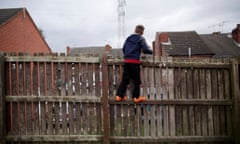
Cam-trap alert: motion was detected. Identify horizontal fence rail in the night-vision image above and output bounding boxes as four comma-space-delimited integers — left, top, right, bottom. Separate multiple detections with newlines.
0, 55, 239, 144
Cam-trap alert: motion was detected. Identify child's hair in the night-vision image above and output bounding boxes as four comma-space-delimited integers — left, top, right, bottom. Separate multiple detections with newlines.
135, 25, 144, 34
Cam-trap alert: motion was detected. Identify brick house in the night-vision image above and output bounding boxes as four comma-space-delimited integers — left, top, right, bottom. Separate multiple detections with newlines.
0, 8, 51, 54
154, 31, 214, 57
154, 24, 240, 58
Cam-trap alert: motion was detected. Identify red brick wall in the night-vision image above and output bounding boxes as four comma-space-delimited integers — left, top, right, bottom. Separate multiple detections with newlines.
0, 11, 51, 54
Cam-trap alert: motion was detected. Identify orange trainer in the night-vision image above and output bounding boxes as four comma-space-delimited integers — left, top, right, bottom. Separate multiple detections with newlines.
115, 96, 127, 102
133, 96, 146, 103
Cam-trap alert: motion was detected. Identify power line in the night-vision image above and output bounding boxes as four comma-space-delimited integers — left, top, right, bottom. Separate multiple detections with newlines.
117, 0, 126, 47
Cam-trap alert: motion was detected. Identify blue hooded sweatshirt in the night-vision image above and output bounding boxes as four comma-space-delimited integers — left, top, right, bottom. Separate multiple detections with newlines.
123, 34, 153, 62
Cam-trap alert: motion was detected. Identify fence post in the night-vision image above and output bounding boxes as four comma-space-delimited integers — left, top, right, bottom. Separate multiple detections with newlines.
231, 59, 240, 144
0, 53, 6, 144
102, 53, 110, 144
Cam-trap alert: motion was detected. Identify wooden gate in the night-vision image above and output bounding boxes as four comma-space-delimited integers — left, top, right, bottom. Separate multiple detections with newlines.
0, 55, 240, 144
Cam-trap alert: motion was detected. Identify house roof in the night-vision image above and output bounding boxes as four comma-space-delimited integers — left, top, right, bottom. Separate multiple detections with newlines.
70, 47, 123, 57
0, 8, 22, 25
200, 34, 240, 57
162, 31, 214, 56
70, 47, 105, 56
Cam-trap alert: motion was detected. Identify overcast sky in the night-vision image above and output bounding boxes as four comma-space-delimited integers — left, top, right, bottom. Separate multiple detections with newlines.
0, 0, 240, 52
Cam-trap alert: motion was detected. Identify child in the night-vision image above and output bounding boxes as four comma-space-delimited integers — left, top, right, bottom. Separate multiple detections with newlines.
115, 25, 153, 103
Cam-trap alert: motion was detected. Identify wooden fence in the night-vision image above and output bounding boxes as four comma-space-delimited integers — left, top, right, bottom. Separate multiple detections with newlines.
0, 52, 240, 144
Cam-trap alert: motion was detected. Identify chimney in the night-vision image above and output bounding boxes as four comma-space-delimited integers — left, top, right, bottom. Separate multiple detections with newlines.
105, 44, 112, 53
232, 24, 240, 44
159, 33, 168, 42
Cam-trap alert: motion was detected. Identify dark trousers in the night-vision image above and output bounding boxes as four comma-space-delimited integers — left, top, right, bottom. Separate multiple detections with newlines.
117, 63, 141, 98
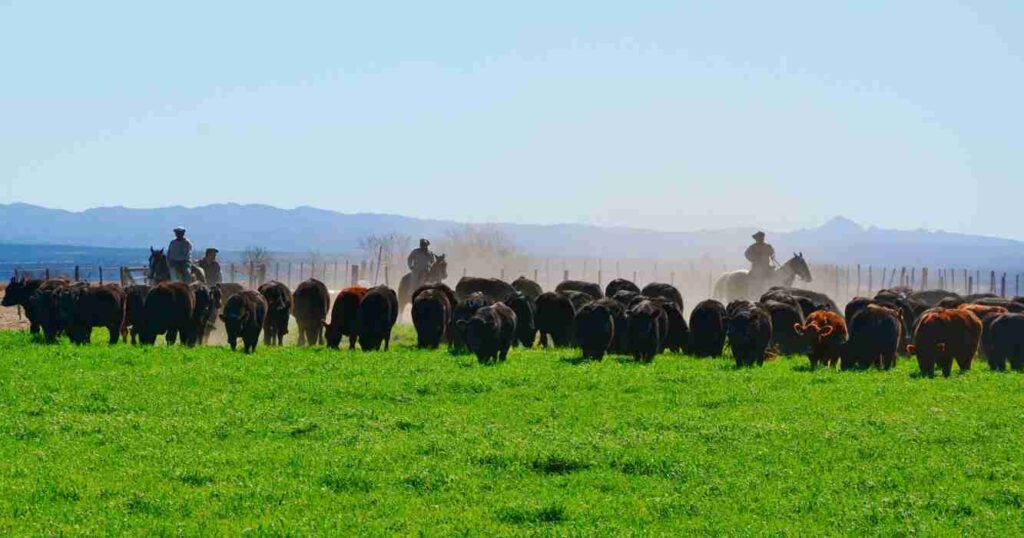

▶ _Set task_
Format the data above as a Markdown table with the columns "Row" and "Line," one numbered row per line. Skip blank lines and omit the pictures.

▶ _The response_
| Row | Line |
|---|---|
| 1 | Cam-trap alert: motion was detected. Identify horizontal fence rail in the night-vision image above and output bounding boxes as four comma-space-delimited integers — left, top, right, bottom. Separate multiple detections with newlines. |
| 2 | 0, 55, 239, 144 |
| 3 | Cam-trap alert: motion was detected. Identify child's hair in the night-vision image above and output bounding boxes as four comma-space-delimited integers — left, top, right, bottom. Separate multiple detections with newlines. |
| 4 | 135, 25, 144, 34 |
| 5 | Cam-trap alert: motion was detected. Identify brick house in the night-vision image above and output bounding boxes as four comma-space-delimited integers — left, top, right, bottom. Separate multiple detections with newlines. |
| 6 | 0, 8, 51, 54 |
| 7 | 154, 31, 214, 57 |
| 8 | 154, 24, 240, 58 |
| 9 | Cam-trap alert: motion was detected. Identify red brick wall in the night-vision image above and output bounding boxes as four comma-space-delimited integers — left, top, right, bottom. Separate multiple detections with newlines. |
| 10 | 0, 11, 51, 54 |
| 11 | Cam-trap alert: motion was detected. Identify orange trainer in the night-vision image above and output bounding boxes as four comma-space-delimited integers — left, top, right, bottom. Separate multiple detections with newlines. |
| 12 | 115, 96, 127, 102 |
| 13 | 133, 96, 146, 103 |
| 14 | Cam-trap alert: motion was detected. Identify power line in the night-vision image above and output bounding boxes as four comma-space-delimited integers — left, top, right, bottom. Separate multiple detections with newlines. |
| 15 | 117, 0, 126, 47 |
| 16 | Cam-trap alert: motion was detected. Identify blue hooded sweatshirt in the night-vision image above and output bounding boxes as four comma-space-delimited integers — left, top, right, bottom. Separate multiple detections with newlines. |
| 17 | 123, 34, 153, 62 |
| 18 | Cam-trap alert: motion was detected. Identify fence post in the night-vision image above and output bounding boxes as four comma-space-delimited integers — left, top, right, bottom. Separate multiple detections with newlines. |
| 19 | 231, 59, 240, 144 |
| 20 | 0, 53, 6, 144 |
| 21 | 102, 53, 110, 144 |
| 22 | Cam-trap alert: motion was detected. Identify wooden gate in the night-vision image above and output bounding boxes as four comma-space-delimited integers — left, top, right, bottom. Separate multiple detections with newlines. |
| 23 | 0, 55, 240, 144 |
| 24 | Cam-trap alert: motion was detected. Identify house roof in the night-vision image above and output bounding boxes as four comma-space-delimited integers — left, top, right, bottom. Separate multiple detections with newlines. |
| 25 | 70, 47, 123, 57 |
| 26 | 0, 8, 22, 25 |
| 27 | 200, 34, 240, 57 |
| 28 | 162, 31, 214, 56 |
| 29 | 70, 47, 105, 56 |
| 30 | Cam-trap alert: motion was detected. Identify overcast sky in the night-vision image above and output bounding boxes as four comma-space-delimited integers — left, top, right, bottom. Separate multiple detections with newlines. |
| 31 | 0, 0, 240, 52 |
| 32 | Cam-trap alert: motion was detected. Identify child in the night-vision image above and output bounding boxes as four comma-space-delimited integers — left, top, right, bottom. Separate multiple detections with newlines. |
| 33 | 115, 25, 153, 103 |
| 34 | Cam-trap alert: motion was detected. Identify wooden fence in the night-vision image above and output bounding boxes as four comma-space-delimited integers — left, top, right, bottom. Separate multiple detections with newlines. |
| 35 | 0, 52, 240, 144 |
| 36 | Cam-trap alert: motion was detected. Identify chimney in the night-vision image above and output bounding boxes as four comma-space-delimited integers — left, top, right, bottom. Separate multiple detections with newlines. |
| 37 | 105, 44, 112, 53 |
| 38 | 232, 24, 240, 44 |
| 39 | 159, 33, 168, 42 |
| 40 | Cam-trap alert: motion was detected. Identify dark trousers in the night-vision image above and output bounding boxes as four comma-space-delimited integers — left, top, right, bottom. Separate multiple detections with newlines. |
| 41 | 117, 63, 141, 98 |